Provided text:
In 1962, Day abandoned abstract painting and moved into realism with After Jan Steen (1962). Over time, he shifted toward more static compositions, with frontal figures constrained by their environments. Day's interest in the narrative potential of group dynamics led him to paint scenes of people playing games such as Twister, Charades, and Poker. The scenes he painted are not literal depictions of events but visual frameworks for exploring metaphors, literary references and philosophical concerns. His narrative scenes act as parallels to other ideas, rather than depictions of real events.

Day's work was also about communities and interactions of people. He felt that the everyday was extraordinary, dramatic, and important. He frequently explored the dual role of the artist as both observer and participant, depicting the quiet labor of studio life with classical themes of grandeur, eroticism, and myth. Some of the self-portraits are self-deprecating or present him as ordinary. Many of the paintings featured his friends, and his presence is only implied. The Poker Game (1970) references Cézanne's poker game at the Barnes Foundation. He was represented in the drawings, but by the completion of the finished painting, he's represented by an empty chair.

=== Architecture ===
Day produced a body of architectural and urban landscape works that extended his formal and conceptual concerns into unpopulated environments. These cityscapes—many of which were featured in the 2021–2022 exhibition Body Language segment, Absent Presence at Arcadia University—focus on mundane or transitional spaces: construction sites, alleys and partially dismantled structures.

Dataset entries:

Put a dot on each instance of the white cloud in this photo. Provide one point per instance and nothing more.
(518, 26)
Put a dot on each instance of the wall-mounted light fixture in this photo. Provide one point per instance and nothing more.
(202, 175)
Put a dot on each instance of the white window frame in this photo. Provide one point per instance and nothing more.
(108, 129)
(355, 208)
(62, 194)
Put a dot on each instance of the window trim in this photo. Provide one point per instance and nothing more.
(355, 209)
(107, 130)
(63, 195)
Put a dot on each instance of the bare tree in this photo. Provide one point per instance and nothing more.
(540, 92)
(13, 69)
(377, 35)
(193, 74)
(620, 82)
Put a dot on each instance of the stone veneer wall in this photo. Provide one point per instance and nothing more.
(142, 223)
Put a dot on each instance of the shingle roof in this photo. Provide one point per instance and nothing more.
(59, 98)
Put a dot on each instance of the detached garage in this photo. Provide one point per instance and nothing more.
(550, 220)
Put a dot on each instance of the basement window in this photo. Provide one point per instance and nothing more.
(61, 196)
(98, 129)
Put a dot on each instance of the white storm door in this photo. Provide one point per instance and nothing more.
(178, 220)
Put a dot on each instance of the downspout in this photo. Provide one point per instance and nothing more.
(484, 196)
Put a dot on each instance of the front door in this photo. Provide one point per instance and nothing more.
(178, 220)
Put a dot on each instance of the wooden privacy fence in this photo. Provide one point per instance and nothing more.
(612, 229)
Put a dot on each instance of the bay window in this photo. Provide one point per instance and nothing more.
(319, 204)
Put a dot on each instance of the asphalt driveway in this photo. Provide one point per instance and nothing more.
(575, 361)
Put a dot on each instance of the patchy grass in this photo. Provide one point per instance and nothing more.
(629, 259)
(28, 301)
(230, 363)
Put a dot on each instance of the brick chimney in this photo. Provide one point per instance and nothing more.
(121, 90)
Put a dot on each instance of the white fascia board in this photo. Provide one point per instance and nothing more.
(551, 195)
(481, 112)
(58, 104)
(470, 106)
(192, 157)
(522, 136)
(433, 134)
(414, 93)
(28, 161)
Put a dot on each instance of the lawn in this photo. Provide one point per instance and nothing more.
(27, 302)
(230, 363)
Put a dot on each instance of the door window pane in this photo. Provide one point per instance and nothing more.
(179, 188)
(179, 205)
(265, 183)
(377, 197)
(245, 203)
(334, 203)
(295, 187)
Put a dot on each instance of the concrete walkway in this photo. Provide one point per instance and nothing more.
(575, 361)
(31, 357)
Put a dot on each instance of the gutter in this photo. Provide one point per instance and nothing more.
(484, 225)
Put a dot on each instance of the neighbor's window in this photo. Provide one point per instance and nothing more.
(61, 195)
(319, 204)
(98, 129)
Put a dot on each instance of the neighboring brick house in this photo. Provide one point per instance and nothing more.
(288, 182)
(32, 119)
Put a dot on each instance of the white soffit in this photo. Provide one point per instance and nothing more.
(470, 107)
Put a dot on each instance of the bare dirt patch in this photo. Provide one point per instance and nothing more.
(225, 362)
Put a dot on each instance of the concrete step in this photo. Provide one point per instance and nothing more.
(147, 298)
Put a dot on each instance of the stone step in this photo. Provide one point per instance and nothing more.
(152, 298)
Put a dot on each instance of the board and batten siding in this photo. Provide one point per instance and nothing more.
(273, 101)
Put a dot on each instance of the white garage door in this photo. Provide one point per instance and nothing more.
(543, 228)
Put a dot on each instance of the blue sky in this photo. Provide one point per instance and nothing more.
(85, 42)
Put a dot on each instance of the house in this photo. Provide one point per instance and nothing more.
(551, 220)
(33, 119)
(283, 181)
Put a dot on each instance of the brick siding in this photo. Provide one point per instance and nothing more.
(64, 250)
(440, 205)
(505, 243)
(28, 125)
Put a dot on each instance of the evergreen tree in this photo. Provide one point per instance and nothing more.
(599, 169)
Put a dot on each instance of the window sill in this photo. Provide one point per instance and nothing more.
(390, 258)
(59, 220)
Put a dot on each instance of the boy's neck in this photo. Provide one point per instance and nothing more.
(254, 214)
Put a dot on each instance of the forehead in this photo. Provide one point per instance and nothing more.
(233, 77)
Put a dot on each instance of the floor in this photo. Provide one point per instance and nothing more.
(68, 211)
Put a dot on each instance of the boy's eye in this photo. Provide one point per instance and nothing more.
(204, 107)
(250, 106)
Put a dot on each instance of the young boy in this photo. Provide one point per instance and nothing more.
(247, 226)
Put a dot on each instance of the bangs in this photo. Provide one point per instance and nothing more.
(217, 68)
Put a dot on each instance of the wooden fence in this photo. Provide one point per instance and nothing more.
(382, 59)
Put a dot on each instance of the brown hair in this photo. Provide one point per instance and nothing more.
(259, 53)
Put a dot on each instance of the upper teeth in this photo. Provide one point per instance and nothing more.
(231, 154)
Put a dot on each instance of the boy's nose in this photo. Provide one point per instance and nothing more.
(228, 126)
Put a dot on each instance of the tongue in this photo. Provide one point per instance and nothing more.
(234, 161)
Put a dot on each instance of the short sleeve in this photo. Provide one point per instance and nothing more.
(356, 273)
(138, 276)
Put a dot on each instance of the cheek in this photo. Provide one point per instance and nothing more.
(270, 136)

Problems to work on:
1/ In the text on Day's art, what represents Day in the finished painting of The Poker Game?
2/ Print the part of the text on Day's art starting with "Day's work was" and going on through "an empty chair.".
The records aren't needed for anything here.

Answer list:
1/ An empty chair.

2/
Day's work was also about communities and interactions of people. He felt that the everyday was extraordinary, dramatic, and important. He frequently explored the dual role of the artist as both observer and participant, depicting the quiet labor of studio life with classical themes of grandeur, eroticism, and myth. Some of the self-portraits are self-deprecating or present him as ordinary. Many of the paintings featured his friends, and his presence is only implied. The Poker Game (1970) references Cézanne's poker game at the Barnes Foundation. He was represented in the drawings, but by the completion of the finished painting, he's represented by an empty chair.